• Task to complete: Switch each occurrence of "rock" to "pebble" in the rows below, and write out those lines again with everything else unchanged.

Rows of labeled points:

* * * * * * * * *

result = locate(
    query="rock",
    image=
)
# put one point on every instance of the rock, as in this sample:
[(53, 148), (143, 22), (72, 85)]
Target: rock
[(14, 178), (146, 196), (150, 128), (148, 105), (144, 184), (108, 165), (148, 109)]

* * * * * * * * *

• Answer below:
result = locate(
    query="pebble",
    image=
)
# put one point on every instance of the pebble, as in this sample:
[(53, 148), (143, 22), (72, 85)]
Target: pebble
[(14, 178), (146, 196), (150, 128), (148, 105), (144, 184), (108, 165), (148, 109)]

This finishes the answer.